• _TEXTE DE L'EXERCICE_:
--------------------------------

Le diagramme, figure géométrique, a une forme qui varie avec les données représentées. On peut concevoir l’établissement d’un appareil qui donne du phénomène un diagramme analogique dont toute la configuration varie avec les transformations mêmes du phénomène. Les propriétés du diagramme peuvent être étudiées mathématiquement, par la trigonométrie notamment. Elles peuvent donner lieu à des mesures qui seront celles des phénomènes et à un enregistrement photographique donnant lieu à pellicule cinématographique.

Les résultats d’une recherche peuvent avantageusement être mis sous la forme de diagrammes. Ex. Van t’Hoff et ses élèves ayant ainsi déterminé les lois de la cristallisation des sels de mer, les ont mis sous la forme de diagrammes triangulaires (stéréochimie).

--------------------------------

Entrées du jeu de données:
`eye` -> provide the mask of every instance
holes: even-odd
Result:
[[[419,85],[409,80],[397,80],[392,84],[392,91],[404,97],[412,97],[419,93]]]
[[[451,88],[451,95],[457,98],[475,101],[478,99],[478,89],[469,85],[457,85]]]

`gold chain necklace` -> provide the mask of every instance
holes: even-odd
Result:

--------------------------------

• _EXPLORER LE TEXTE_:
**a.** D'après le texte sur les diagrammes, sous quelle forme Van t'Hoff et ses élèves ont-ils présenté les lois de la cristallisation des sels de mer ?
**b.** Reprenez le texte sur les diagrammes et poursuivez-le à partir de sa dernière phrase.

• _RÉPONSES AUX EXERCICES_:
**a.** Ils les ont présentées sous la forme de diagrammes triangulaires.

**b.**
L’Harmonigramme est le tableau chronologique de l’ensemble des réalisations à prévoir pour un certain travail à enlever à une date fixe. C’est un instrument de prévision, de coordination et de contrôle grâce auquel la direction et ses collaborateurs ont constamment sous les yeux l’ensemble des opérations particulières à réaliser. L’enchaînement et la concomitance de toutes les opérations y sont intuitivement motivés. Aucune mémoire humaine ne pourrait se substituer à cet instrument synoptique qui permet de conduire méthodiquement et avec sûreté des milliers d’opérations. Exemple : Le tableau chronologique de l’Exposition de Bruxelles 1935 comprend 85 colonnes verticales pouvant contenir près de 3,200 fiches et indiquant les diverses catégories de travaux. Elles sont coupées par des colonnes horizontales permettant de suivre mois par mois la réalisation de chacun des travaux projetés, depuis son début jusqu’à sa fin. — L’Harmonigramme transcrit donne le résultat de l’analyse d’un dossier administratif et donne l’image de sa vie.

4. Les graphiques sont aussi des dessins simplifiés. Ils constituent un langage, le langage de la ligne. Dans toute étude où la forme prend de l’importance (par ex. la Zoologie), l’art du dessin annote les caractères et se lie étroitement à la statique, à la mécanique et à l’anatomie animale. Il donne, des formes à ces trois points de vue, une compréhension prompte et sûre.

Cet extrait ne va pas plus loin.